*** Opening of Available records ***

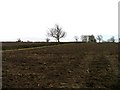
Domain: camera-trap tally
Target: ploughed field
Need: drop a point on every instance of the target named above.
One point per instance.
(73, 65)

*** Close of Available records ***

#### [The problem]
Copy out every line of the material above exactly, skipping the pictures.

#### [Task answer]
Domain: camera-trap tally
Target: ploughed field
Need: drop a point on every instance of the target named above.
One point per instance.
(73, 65)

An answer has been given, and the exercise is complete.